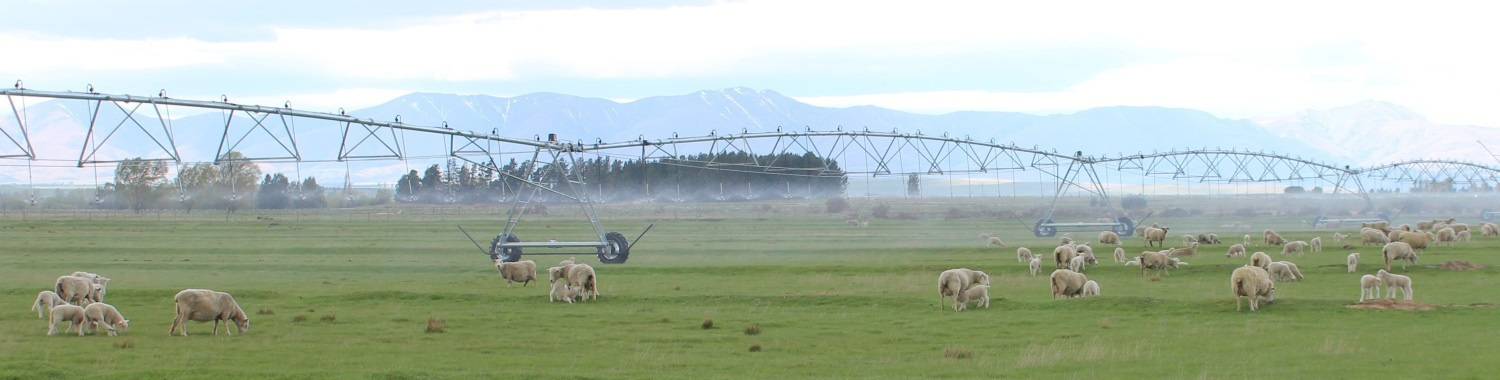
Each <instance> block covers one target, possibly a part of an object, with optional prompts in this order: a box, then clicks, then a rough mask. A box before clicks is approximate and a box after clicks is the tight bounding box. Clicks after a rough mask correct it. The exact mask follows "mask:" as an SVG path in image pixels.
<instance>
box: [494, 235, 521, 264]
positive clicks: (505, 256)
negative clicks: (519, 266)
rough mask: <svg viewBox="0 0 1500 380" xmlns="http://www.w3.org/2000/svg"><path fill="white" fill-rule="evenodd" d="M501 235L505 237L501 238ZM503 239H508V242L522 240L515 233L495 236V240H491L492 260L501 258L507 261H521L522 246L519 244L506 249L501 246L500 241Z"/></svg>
mask: <svg viewBox="0 0 1500 380" xmlns="http://www.w3.org/2000/svg"><path fill="white" fill-rule="evenodd" d="M501 237H504V239H501ZM501 240H505V242H507V243H517V242H520V237H516V236H514V234H505V236H495V240H490V242H489V258H490V260H501V261H505V263H514V261H519V260H520V248H519V246H513V248H504V249H501V248H499V242H501Z"/></svg>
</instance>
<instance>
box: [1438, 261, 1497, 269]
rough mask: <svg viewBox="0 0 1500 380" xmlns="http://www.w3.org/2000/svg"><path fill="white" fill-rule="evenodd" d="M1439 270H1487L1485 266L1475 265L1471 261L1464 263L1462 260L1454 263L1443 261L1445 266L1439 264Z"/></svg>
mask: <svg viewBox="0 0 1500 380" xmlns="http://www.w3.org/2000/svg"><path fill="white" fill-rule="evenodd" d="M1437 269H1442V270H1475V269H1485V266H1481V264H1475V263H1470V261H1463V260H1452V261H1443V264H1439V266H1437Z"/></svg>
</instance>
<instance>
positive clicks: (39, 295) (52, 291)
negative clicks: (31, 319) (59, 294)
mask: <svg viewBox="0 0 1500 380" xmlns="http://www.w3.org/2000/svg"><path fill="white" fill-rule="evenodd" d="M57 305H68V300H63V297H60V296H57V293H54V291H51V290H42V291H39V293H36V302H31V309H33V311H36V317H37V318H40V317H42V312H43V311H51V309H52V308H54V306H57Z"/></svg>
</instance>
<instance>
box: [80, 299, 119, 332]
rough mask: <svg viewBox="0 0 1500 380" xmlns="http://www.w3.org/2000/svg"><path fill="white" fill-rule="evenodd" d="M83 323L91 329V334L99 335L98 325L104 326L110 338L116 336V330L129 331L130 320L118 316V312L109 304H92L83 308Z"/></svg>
mask: <svg viewBox="0 0 1500 380" xmlns="http://www.w3.org/2000/svg"><path fill="white" fill-rule="evenodd" d="M84 323H86V324H89V326H92V327H93V333H99V324H104V327H105V329H108V330H110V336H115V335H118V333H117V332H115V329H129V327H130V320H126V318H124V315H120V311H118V309H115V308H114V306H113V305H110V303H104V302H95V303H89V306H87V308H84Z"/></svg>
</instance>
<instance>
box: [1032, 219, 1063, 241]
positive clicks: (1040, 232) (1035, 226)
mask: <svg viewBox="0 0 1500 380" xmlns="http://www.w3.org/2000/svg"><path fill="white" fill-rule="evenodd" d="M1043 224H1052V219H1040V221H1037V225H1035V227H1037V230H1034V231H1032V233H1035V234H1037V237H1053V236H1058V227H1043Z"/></svg>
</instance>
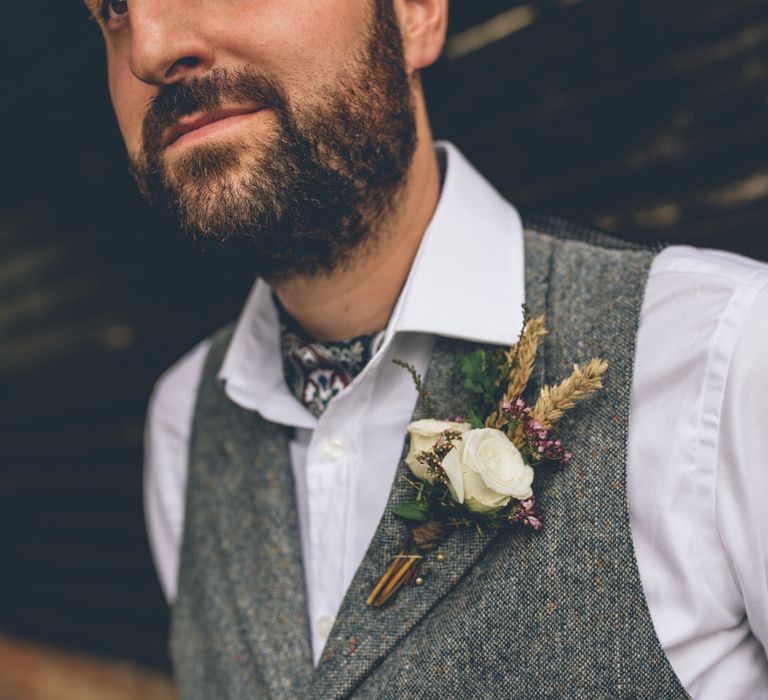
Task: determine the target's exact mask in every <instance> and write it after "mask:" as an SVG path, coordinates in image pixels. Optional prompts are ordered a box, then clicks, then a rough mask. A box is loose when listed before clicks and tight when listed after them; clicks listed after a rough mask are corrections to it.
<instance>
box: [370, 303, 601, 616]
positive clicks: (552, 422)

* [Assigned task]:
Return every entry above exactly as written, with no pictures included.

* [Finished task]:
Each <instance> block covers one target, possibly a part of an object, with optional prompts in this order: a box, then clicks, then a rough mask. A box before clicks is approximate and a box after clicks is the tight bounding box. Clicks after a rough mask correct it. The exact mask follows "mask:" as an SVG path in image pixels.
<instance>
box: [494, 235, 521, 264]
positive clicks: (505, 256)
negative clicks: (519, 266)
rough mask: <svg viewBox="0 0 1500 380" xmlns="http://www.w3.org/2000/svg"><path fill="white" fill-rule="evenodd" d="M501 235L505 237L501 238ZM503 239H508V242L522 240L515 233L495 236V240H491L492 260L501 258L507 261H521L522 246L519 244L506 249L501 246L500 241Z"/></svg>
mask: <svg viewBox="0 0 1500 380" xmlns="http://www.w3.org/2000/svg"><path fill="white" fill-rule="evenodd" d="M501 237H504V239H501ZM501 240H505V242H507V243H517V242H520V237H516V236H514V234H505V236H495V240H490V242H489V258H490V260H501V261H505V263H514V261H519V260H520V248H519V246H513V248H504V249H501V248H499V242H501Z"/></svg>
</instance>
<instance>
box: [1438, 261, 1497, 269]
rough mask: <svg viewBox="0 0 1500 380" xmlns="http://www.w3.org/2000/svg"><path fill="white" fill-rule="evenodd" d="M1439 270H1487L1485 266L1475 265L1471 261L1464 263L1462 260L1454 263L1443 261L1445 266L1439 264Z"/></svg>
mask: <svg viewBox="0 0 1500 380" xmlns="http://www.w3.org/2000/svg"><path fill="white" fill-rule="evenodd" d="M1437 269H1442V270H1475V269H1485V266H1481V264H1475V263H1470V261H1463V260H1452V261H1443V264H1439V266H1437Z"/></svg>
</instance>
<instance>
positive clicks: (39, 295) (52, 291)
negative clicks: (31, 319) (59, 294)
mask: <svg viewBox="0 0 1500 380" xmlns="http://www.w3.org/2000/svg"><path fill="white" fill-rule="evenodd" d="M57 305H68V300H63V297H60V296H57V293H54V291H51V290H42V291H39V293H36V302H31V309H33V311H36V317H37V318H40V317H42V312H43V311H51V309H52V308H54V306H57Z"/></svg>
</instance>
<instance>
box: [80, 299, 119, 332]
rough mask: <svg viewBox="0 0 1500 380" xmlns="http://www.w3.org/2000/svg"><path fill="white" fill-rule="evenodd" d="M83 323L91 329V334L99 335L98 325L104 326L110 338L116 336V330L129 331L130 320L118 316V312L109 304H92L83 308Z"/></svg>
mask: <svg viewBox="0 0 1500 380" xmlns="http://www.w3.org/2000/svg"><path fill="white" fill-rule="evenodd" d="M84 323H86V324H89V326H92V327H93V333H99V324H104V327H105V329H108V330H110V336H115V335H118V333H117V332H115V329H129V327H130V320H126V318H124V315H120V311H118V309H115V308H114V306H113V305H110V303H104V302H95V303H89V306H87V308H84Z"/></svg>
</instance>
<instance>
box: [1032, 219, 1063, 241]
positive clicks: (1040, 232) (1035, 226)
mask: <svg viewBox="0 0 1500 380" xmlns="http://www.w3.org/2000/svg"><path fill="white" fill-rule="evenodd" d="M1043 224H1052V219H1040V221H1037V225H1035V227H1037V230H1034V231H1032V233H1035V234H1037V237H1053V236H1058V227H1043Z"/></svg>
</instance>
Task: determine the target's exact mask in every <instance> and write it after "mask:" as an SVG path, coordinates in image pixels. Optional prompts are ordered a box, then clicks, then a rough mask. A box is loose when listed before clicks and tight when listed after them; clicks listed after a rough mask are corrections to it.
<instance>
box: [370, 303, 601, 616]
positive clicks: (552, 422)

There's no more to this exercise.